:: Task to complete ::
Copy the passage of the Old Globe "Macbeth" review word for word, starting at "It’s been said" and ending at "last 400 years.".
====== Source passage ======
It’s been said that there are only 36 plotlines for even the most brilliant and inspired playwrights to render. The progenitor and genius for English speakers in this regard is Shakespeare. The master of plot, the conductor and orchestrator of emotions, the person most responsible for inspiring playwrights over the last 400 years.
There are four great tragedies from the pen of Shakespeare that are considered the bedrock of English literature: ‘Hamlet’, ‘King Lear’, “Othello’ and ‘Macbeth’. All deal with flawed individuals who fall victim to their own ambitions and search for power in all its forms.
San Diego’s venerable Old Globe theatre complex (three venues), launched the 2016 Summer Shakespeare Season in the Lowell Davies Outdoor Festival Theatre with a stunning and powerful portrayal of ‘Macbeth’ by acclaimed Royal Shakespeare Company (RSC) actor Jonathan Cake in the title role. The production also stars Marsha Stephanie Blake as Lady Macbeth. Despite her petite stature this Lady Macbeth is a formidable schemer and partner in crime with her husband as both are driven by the intoxicating and lethal cocktail of ambition and power during the age of the Divine Right of Kings.
====== Supplied entries ======
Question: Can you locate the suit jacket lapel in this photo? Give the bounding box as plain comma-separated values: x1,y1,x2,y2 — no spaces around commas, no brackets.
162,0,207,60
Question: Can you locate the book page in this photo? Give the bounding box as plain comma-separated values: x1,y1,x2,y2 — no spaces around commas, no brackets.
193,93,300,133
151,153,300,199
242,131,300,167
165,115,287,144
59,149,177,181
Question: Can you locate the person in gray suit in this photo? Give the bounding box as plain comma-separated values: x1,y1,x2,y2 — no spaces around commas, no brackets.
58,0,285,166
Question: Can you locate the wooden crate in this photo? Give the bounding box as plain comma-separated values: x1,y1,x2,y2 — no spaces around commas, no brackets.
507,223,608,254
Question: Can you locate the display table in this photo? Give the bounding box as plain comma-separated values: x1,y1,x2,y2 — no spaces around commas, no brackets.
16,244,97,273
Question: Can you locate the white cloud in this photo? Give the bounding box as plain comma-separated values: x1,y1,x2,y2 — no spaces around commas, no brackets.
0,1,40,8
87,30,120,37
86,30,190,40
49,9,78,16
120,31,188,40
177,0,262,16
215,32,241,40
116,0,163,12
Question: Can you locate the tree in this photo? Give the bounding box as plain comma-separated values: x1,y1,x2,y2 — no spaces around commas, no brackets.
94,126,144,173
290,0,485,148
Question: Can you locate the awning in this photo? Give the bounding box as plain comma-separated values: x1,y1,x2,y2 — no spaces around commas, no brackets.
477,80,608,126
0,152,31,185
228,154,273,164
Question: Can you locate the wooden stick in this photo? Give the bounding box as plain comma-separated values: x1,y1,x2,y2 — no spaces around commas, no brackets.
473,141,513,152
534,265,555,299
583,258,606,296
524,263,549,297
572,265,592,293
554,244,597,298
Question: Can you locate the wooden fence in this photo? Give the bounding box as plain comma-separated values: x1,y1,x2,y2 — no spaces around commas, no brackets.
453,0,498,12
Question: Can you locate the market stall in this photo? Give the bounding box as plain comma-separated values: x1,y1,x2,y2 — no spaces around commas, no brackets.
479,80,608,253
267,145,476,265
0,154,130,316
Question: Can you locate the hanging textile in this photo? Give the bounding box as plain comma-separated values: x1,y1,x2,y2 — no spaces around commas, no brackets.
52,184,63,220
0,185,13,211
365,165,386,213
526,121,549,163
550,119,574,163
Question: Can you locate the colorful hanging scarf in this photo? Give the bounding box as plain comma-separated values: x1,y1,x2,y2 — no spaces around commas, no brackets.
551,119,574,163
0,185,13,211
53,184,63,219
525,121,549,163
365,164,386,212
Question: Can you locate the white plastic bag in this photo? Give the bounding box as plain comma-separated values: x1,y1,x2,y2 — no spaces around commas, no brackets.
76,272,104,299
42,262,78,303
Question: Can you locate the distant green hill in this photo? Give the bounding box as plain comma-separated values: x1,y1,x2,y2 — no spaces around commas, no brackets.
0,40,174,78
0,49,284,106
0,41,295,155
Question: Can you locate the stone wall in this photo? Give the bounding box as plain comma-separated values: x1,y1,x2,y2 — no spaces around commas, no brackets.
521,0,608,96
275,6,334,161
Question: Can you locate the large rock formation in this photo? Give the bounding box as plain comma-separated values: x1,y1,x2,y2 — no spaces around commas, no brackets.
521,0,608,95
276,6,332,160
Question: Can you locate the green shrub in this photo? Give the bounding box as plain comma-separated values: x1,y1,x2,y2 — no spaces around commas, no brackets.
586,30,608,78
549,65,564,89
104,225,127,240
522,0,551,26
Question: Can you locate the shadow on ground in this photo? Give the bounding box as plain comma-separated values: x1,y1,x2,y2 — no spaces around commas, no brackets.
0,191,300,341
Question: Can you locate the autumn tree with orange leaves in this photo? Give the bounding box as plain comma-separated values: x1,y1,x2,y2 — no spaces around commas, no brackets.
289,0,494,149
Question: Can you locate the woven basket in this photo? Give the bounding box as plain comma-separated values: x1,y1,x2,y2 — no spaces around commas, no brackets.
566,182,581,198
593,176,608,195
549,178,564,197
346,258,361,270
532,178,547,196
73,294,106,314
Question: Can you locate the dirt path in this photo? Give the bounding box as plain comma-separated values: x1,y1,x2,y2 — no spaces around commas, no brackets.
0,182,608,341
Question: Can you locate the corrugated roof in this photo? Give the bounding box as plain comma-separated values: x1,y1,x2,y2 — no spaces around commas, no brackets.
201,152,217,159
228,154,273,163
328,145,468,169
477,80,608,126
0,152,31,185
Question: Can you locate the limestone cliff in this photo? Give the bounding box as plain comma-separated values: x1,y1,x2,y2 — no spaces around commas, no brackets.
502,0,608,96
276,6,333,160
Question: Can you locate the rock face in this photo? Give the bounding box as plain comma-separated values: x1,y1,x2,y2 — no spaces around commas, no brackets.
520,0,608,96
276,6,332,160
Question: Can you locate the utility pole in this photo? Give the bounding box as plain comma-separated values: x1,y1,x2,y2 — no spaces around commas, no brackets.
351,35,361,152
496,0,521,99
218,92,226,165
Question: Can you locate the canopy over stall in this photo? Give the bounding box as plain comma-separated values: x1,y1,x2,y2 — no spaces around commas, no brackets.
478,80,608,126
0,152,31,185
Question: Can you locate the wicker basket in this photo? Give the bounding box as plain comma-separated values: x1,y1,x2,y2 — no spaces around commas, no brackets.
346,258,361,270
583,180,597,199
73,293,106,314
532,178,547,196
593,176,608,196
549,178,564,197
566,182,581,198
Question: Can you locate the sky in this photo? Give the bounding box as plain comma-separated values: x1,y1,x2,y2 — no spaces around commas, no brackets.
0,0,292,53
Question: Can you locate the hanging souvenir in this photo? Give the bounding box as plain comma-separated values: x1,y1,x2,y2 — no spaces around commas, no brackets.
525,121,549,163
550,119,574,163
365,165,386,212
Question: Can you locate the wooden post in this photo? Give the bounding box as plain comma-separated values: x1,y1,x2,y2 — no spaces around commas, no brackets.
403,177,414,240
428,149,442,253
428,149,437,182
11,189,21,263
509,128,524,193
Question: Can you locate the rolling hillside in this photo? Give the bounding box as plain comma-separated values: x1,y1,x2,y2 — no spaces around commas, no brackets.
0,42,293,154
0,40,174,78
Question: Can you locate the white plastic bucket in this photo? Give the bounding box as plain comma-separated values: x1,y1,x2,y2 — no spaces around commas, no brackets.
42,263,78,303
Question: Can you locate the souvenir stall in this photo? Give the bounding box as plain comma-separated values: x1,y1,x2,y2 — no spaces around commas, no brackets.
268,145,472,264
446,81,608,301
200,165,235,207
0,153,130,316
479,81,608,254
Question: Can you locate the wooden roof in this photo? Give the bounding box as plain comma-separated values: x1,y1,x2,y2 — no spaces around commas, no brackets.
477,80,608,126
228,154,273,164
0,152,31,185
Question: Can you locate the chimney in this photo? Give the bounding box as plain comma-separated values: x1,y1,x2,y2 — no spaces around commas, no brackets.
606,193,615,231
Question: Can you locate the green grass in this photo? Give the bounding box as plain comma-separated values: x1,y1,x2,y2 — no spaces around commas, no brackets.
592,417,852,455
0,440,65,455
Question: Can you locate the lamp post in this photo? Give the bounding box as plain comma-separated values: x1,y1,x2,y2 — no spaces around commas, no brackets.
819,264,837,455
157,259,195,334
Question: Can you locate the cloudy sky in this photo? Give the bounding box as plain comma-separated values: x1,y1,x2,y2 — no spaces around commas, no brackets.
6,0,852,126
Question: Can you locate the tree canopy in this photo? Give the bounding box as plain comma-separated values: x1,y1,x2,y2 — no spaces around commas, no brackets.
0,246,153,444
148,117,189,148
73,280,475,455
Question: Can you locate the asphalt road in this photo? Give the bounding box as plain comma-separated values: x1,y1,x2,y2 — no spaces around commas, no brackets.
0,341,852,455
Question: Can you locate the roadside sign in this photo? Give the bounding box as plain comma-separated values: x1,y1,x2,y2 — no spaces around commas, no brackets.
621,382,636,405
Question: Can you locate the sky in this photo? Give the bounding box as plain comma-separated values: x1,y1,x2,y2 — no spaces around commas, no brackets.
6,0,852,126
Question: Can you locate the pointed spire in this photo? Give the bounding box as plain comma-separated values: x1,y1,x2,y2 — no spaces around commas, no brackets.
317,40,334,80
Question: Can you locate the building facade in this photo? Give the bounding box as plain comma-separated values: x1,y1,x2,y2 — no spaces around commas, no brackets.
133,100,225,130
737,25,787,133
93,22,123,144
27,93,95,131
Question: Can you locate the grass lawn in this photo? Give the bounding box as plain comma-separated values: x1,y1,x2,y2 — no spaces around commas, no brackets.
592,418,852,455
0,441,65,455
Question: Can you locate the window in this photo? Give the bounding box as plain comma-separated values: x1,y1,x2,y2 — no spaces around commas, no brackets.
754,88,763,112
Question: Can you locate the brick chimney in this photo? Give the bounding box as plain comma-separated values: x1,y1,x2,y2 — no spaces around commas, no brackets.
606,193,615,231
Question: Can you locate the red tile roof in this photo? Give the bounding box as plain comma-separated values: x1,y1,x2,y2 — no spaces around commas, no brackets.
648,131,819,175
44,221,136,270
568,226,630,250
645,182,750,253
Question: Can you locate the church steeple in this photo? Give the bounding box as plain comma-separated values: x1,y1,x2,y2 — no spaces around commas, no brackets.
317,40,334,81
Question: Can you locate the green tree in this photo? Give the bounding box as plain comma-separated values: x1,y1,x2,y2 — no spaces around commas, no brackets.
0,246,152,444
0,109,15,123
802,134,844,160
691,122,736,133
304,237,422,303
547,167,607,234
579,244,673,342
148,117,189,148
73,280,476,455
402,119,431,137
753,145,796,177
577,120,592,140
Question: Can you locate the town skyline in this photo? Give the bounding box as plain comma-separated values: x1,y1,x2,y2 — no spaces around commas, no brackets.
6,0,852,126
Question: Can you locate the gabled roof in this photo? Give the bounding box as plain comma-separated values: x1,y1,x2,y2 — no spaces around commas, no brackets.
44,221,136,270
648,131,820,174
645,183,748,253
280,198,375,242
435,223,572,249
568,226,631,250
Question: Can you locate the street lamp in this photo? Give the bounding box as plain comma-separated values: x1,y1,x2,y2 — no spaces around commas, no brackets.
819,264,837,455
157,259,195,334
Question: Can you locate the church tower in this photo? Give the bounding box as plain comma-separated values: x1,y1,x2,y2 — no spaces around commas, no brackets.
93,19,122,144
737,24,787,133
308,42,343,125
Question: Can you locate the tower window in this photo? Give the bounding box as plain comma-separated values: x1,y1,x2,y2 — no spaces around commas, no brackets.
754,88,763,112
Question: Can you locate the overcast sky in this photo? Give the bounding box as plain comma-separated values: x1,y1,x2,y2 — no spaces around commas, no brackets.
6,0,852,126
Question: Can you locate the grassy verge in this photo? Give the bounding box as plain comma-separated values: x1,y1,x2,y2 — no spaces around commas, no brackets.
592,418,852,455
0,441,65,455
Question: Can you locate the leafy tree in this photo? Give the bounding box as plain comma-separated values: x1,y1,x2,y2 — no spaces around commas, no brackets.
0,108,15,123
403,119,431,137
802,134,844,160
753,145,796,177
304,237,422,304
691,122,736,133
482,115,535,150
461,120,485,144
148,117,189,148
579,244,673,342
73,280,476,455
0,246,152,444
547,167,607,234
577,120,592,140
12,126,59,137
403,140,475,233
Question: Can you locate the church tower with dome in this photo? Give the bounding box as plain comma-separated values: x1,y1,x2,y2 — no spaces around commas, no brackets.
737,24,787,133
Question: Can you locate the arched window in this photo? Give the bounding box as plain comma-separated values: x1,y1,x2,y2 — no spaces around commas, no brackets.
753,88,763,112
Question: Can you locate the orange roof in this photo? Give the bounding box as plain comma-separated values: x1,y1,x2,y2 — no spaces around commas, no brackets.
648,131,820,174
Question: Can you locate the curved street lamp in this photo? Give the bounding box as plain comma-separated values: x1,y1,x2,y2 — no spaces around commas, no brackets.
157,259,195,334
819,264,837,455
======
:: Result for this exercise ::
It’s been said that there are only 36 plotlines for even the most brilliant and inspired playwrights to render. The progenitor and genius for English speakers in this regard is Shakespeare. The master of plot, the conductor and orchestrator of emotions, the person most responsible for inspiring playwrights over the last 400 years.